**What to work on:**
- 1) Answer these questions using the Next Door stories:
(a) How many years was Juana married to her abuser?
(b) With which company did Juana get a temporary job?
(c) Into which program has Next Door accepted Sarah?
- 2) Reproduce the Next Door stories from "Juana was married" to "for Next Door.".
- 3) Do these statements agree with the Next Door stories? Answer yes or no for each and quote the deciding words.
(a) Sarah was married to her abuser for 11 years.
(b) Sarah's abuser let her keep part of their tax refund.
(c) Juana produced a small fundraising event for Next Door.

**Source text:**
——
Juana was married to an abuser for 25 years, enduring physical, emotional, and verbal harassment and abuse. For the longest time she did not know how to leave, believing it was her fault and she had no other options. She finally confronted the abuse and violence and left to join one of Next Door’s Support Groups. Though she began the support groups with very little money or vocational assets, within the six months of her participation, Juana was referred to Career Closet and through case management at Next Door, was able to get a temporary job with Apple. Case management helped her to create short- and long-term emotional, career, and financial goals, and ultimately a realistic budget for herself. Support groups having cultivated her self-esteem and self-confidence, Juana began telling her story in the community. Since then, she has produced a small fundraising event for Next Door.
Sarah had very little money and was married to her abuser for 11 years. He often left bruises on her arms, pushed her into walls, and abused her emotionally and physically. Sarah was very scared to leave because she had nowhere to go; she was forced to choose between a life of violence and homelessness. Not willing to risk her life any longer, she chose homelessness. Through Next Door, Sarah filed for and was granted a temporary restraining order during this time. Her abuser, however, continued to torment her and then had a heart attack. She felt obligated to take care of him despite all the abuse, and even felt to blame for her abuser’s situation. When they received their tax refund, he told her she could not have any of it. This kind of financial abuse is what makes it difficult for victims to leave, abusers withholding rightful funds that would be needed in order to leave. Sarah left her abuser anyway, and through Next Door’s support groups, has befriended another client with whom she is staying temporarily. Next Door has since accepted her into its HomeSafe Transitional Housing Program.
——
**Data provided:**
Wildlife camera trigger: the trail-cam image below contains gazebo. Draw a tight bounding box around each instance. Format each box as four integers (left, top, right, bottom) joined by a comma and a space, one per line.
——
**Answers per task:**
- 1)
(a) 25 years
(b) Apple
(c) The HomeSafe Transitional Housing Program

- 2)
Juana was married to an abuser for 25 years, enduring physical, emotional, and verbal harassment and abuse. For the longest time she did not know how to leave, believing it was her fault and she had no other options. She finally confronted the abuse and violence and left to join one of Next Door’s Support Groups. Though she began the support groups with very little money or vocational assets, within the six months of her participation, Juana was referred to Career Closet and through case management at Next Door, was able to get a temporary job with Apple. Case management helped her to create short- and long-term emotional, career, and financial goals, and ultimately a realistic budget for herself. Support groups having cultivated her self-esteem and self-confidence, Juana began telling her story in the community. Since then, she has produced a small fundraising event for Next Door.

- 3)
(a) Yes: "was married to her abuser for 11 years"
(b) No: "he told her she could not have any of it"
(c) Yes: "she has produced a small fundraising event for Next Door"